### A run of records
%%
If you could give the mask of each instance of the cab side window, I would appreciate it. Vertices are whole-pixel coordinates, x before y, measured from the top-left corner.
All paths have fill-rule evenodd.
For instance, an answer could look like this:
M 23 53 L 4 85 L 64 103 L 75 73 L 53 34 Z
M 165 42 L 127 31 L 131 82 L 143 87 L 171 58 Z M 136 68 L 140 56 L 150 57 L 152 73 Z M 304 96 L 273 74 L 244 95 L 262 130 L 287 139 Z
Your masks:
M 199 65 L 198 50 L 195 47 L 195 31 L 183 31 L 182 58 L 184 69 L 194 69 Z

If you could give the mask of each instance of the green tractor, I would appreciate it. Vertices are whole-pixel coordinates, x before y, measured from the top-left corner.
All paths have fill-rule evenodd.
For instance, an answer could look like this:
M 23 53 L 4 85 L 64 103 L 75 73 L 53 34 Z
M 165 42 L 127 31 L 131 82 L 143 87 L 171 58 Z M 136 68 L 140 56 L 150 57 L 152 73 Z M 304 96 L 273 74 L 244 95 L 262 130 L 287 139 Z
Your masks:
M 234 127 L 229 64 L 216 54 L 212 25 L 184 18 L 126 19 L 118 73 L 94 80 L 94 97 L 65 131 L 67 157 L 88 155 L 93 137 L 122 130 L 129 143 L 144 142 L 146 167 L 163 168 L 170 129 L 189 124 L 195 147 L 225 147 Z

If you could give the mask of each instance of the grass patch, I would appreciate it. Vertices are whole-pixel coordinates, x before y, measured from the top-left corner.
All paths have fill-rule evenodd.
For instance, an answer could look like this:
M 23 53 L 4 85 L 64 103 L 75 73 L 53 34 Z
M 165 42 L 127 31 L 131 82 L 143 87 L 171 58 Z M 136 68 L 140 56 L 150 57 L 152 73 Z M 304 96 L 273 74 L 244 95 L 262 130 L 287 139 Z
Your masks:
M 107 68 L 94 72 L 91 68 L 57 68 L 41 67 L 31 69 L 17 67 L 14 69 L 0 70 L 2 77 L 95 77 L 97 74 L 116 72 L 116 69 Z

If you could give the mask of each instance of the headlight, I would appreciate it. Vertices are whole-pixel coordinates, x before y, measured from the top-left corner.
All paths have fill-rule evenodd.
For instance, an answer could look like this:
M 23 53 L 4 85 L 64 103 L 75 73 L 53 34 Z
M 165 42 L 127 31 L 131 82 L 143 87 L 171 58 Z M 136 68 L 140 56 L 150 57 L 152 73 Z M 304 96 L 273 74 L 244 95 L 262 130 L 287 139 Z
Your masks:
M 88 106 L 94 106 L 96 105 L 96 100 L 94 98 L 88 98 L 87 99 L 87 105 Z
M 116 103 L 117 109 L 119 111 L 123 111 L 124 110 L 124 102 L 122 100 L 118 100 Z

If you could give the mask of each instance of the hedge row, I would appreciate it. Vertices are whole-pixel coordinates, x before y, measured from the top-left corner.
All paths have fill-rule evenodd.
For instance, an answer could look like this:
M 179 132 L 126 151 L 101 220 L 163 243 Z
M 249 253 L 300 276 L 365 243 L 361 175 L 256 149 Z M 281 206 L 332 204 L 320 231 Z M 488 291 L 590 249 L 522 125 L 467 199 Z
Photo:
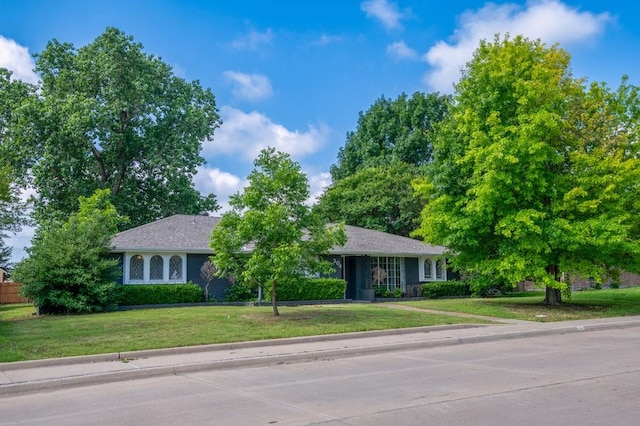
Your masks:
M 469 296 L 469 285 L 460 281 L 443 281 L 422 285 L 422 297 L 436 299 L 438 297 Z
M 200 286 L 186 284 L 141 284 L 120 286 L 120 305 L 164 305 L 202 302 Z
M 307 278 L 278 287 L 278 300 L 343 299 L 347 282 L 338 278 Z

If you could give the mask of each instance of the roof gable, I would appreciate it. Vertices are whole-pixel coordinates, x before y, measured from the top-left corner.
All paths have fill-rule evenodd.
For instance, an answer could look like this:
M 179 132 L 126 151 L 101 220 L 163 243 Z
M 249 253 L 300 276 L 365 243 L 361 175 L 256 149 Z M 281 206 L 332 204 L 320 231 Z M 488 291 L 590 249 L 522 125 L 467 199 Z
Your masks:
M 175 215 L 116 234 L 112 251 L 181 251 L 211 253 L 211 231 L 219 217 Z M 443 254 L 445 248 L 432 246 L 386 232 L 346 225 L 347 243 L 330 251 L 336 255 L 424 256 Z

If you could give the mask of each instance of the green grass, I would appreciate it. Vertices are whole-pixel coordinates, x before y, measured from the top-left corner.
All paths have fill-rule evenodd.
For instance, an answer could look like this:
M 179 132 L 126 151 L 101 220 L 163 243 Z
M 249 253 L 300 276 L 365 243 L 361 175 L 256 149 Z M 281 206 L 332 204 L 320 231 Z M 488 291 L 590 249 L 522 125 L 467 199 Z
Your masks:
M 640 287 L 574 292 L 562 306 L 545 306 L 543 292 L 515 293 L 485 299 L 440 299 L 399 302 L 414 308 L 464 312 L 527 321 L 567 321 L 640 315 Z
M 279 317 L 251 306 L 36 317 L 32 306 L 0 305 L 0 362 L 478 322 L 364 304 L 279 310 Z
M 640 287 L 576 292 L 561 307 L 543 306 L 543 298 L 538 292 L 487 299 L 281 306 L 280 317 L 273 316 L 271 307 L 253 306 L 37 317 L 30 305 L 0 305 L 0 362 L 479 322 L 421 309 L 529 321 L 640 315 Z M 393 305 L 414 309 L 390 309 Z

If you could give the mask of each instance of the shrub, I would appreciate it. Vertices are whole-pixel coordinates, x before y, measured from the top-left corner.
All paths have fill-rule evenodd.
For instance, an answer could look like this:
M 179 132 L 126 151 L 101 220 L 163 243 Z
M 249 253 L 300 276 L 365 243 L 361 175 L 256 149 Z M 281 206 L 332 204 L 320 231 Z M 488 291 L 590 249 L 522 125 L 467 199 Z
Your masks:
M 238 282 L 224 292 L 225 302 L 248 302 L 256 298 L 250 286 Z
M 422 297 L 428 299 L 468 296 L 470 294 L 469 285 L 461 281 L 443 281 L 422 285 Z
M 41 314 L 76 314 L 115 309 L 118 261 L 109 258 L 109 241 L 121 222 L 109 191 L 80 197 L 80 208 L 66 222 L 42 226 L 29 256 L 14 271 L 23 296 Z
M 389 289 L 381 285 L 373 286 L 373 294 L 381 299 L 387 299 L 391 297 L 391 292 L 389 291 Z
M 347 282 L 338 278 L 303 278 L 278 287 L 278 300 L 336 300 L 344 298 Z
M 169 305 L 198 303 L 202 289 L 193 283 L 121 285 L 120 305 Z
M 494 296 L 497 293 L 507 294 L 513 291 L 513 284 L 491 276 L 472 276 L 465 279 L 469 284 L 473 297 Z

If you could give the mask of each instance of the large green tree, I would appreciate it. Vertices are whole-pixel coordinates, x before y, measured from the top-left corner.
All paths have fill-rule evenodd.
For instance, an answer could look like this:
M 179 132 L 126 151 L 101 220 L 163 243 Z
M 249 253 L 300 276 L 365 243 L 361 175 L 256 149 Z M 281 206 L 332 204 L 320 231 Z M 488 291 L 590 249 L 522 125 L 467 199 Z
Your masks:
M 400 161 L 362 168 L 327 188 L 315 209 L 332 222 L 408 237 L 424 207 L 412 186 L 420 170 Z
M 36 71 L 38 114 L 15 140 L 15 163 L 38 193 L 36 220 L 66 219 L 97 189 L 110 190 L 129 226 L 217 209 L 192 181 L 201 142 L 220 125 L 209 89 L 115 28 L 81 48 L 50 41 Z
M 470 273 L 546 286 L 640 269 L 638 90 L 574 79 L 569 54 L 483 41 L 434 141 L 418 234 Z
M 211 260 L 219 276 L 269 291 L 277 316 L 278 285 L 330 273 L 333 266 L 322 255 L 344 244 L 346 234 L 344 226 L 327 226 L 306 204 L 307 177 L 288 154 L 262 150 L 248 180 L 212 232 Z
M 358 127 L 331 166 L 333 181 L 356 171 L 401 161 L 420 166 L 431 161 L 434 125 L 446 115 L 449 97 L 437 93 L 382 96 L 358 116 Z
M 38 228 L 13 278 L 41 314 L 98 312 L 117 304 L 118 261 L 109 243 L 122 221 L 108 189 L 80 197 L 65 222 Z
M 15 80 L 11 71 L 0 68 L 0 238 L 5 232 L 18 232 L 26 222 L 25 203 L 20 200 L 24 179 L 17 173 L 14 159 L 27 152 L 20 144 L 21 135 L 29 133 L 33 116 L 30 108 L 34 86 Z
%%
%%
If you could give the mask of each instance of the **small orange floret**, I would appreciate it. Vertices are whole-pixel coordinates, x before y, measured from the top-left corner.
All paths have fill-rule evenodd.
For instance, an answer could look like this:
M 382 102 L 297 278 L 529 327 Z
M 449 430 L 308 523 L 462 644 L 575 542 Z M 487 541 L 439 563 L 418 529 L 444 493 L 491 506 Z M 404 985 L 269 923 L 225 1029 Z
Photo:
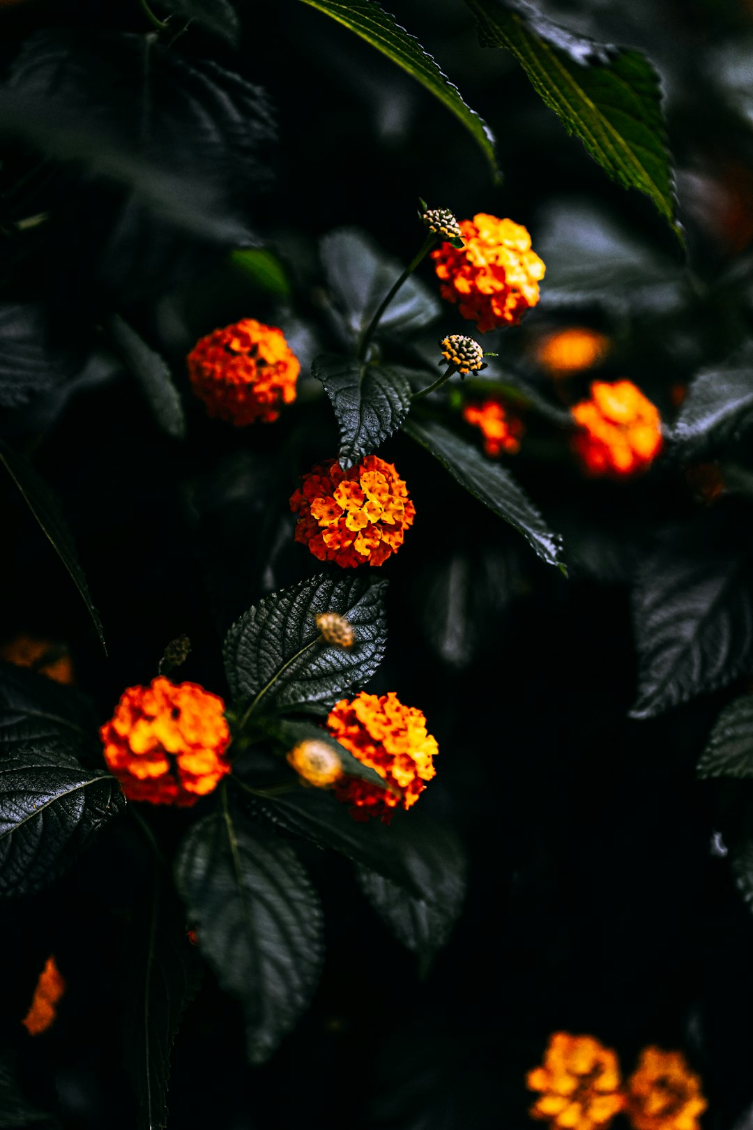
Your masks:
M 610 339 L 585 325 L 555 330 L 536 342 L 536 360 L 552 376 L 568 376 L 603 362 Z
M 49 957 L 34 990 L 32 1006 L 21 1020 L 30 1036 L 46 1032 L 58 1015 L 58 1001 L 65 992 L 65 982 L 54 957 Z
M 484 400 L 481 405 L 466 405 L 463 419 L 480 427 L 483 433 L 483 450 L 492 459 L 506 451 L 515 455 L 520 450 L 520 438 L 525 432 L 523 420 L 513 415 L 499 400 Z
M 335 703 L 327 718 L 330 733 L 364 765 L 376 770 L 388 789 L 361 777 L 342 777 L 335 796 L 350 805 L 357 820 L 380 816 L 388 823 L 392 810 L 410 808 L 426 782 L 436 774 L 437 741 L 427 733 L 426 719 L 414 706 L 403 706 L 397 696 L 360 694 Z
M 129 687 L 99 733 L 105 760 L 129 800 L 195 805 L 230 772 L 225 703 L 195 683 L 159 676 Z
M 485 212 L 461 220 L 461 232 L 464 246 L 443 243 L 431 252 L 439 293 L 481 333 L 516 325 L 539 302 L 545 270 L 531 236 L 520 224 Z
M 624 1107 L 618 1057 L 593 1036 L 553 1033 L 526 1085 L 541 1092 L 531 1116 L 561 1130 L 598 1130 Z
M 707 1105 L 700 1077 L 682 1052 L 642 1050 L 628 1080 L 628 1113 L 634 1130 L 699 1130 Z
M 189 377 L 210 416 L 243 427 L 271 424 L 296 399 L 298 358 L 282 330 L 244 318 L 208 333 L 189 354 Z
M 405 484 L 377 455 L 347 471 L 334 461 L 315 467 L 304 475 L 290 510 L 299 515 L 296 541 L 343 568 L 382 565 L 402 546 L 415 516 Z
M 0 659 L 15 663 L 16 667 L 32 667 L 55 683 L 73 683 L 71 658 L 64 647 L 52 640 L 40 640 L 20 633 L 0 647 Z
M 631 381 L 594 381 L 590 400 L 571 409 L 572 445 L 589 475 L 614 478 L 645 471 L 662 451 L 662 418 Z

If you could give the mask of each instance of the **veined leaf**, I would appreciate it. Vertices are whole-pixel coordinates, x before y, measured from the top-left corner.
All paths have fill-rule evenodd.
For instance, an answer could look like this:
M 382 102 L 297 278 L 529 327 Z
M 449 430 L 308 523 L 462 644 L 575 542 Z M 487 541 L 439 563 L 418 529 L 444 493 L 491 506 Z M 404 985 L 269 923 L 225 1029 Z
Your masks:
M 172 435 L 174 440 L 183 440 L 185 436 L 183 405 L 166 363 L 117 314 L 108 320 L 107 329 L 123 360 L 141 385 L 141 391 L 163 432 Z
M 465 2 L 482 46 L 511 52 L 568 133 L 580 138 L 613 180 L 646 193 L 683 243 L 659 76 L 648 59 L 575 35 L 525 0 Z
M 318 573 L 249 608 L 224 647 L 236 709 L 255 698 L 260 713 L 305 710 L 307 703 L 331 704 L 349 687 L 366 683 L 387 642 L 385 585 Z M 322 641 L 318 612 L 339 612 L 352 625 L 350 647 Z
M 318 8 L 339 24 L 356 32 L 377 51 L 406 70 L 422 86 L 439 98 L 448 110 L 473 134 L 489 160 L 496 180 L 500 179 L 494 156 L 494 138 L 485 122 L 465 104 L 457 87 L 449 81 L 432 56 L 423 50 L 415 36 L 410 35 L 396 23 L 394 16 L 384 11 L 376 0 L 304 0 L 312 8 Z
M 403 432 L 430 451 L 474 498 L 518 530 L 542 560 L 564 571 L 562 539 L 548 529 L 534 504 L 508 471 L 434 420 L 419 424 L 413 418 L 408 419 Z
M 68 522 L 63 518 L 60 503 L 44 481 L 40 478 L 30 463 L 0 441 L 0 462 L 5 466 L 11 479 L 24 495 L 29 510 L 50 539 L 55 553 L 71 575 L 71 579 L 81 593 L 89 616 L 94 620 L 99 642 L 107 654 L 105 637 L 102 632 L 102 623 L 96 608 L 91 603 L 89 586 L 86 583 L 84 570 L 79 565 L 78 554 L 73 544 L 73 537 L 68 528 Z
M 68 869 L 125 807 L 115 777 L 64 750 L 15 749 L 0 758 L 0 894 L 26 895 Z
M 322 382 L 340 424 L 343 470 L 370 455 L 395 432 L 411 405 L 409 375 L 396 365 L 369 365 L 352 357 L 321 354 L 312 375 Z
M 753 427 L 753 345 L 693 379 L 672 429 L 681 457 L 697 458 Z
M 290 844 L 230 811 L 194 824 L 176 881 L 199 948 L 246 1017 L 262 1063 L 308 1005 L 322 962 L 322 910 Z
%%
### What is needed
In the listing, swap "green tree" for "pine tree" in the lines from the one with "of the large" up to and including the one with "M 15 80 L 11". Give back only those lines, with nothing else changed.

### Reply to the task
If you could give the mask of each instance of the large pine tree, I would appreciate it. Vertices are whole-pixel coordinates, x before y, measured from the top-left corner.
All paths have fill-rule evenodd.
For instance, an answer could look like this:
M 179 132 L 126 151 L 101 220 L 163 243 Z
M 249 253 L 300 276 L 365 243 L 361 175 L 256 149 Z M 281 206 L 332 204 L 320 231 Z M 488 291 L 590 249 L 522 125 L 467 199 Z
Your masks:
M 400 161 L 362 168 L 327 188 L 315 209 L 332 222 L 408 237 L 424 207 L 412 186 L 420 170 Z
M 36 71 L 38 114 L 15 140 L 15 163 L 38 193 L 36 220 L 66 219 L 97 189 L 110 190 L 129 226 L 217 209 L 192 181 L 201 142 L 220 125 L 209 89 L 115 28 L 81 48 L 50 41 Z
M 470 273 L 546 286 L 640 269 L 638 90 L 574 79 L 569 54 L 483 41 L 434 141 L 418 234 Z
M 211 260 L 219 276 L 269 291 L 277 316 L 278 285 L 330 273 L 333 266 L 322 255 L 344 244 L 346 234 L 344 226 L 327 226 L 306 204 L 307 177 L 288 154 L 262 150 L 248 180 L 212 232 Z
M 358 127 L 331 166 L 333 181 L 356 171 L 401 161 L 420 166 L 431 161 L 434 125 L 446 115 L 449 97 L 437 93 L 382 96 L 358 116 Z
M 38 228 L 13 278 L 41 314 L 98 312 L 117 304 L 118 261 L 109 243 L 122 221 L 108 189 L 80 197 L 65 222 Z
M 15 80 L 11 71 L 0 68 L 0 238 L 5 232 L 18 232 L 26 222 L 25 203 L 20 200 L 24 179 L 17 173 L 14 159 L 27 152 L 20 144 L 21 135 L 29 133 L 33 116 L 30 108 L 34 86 Z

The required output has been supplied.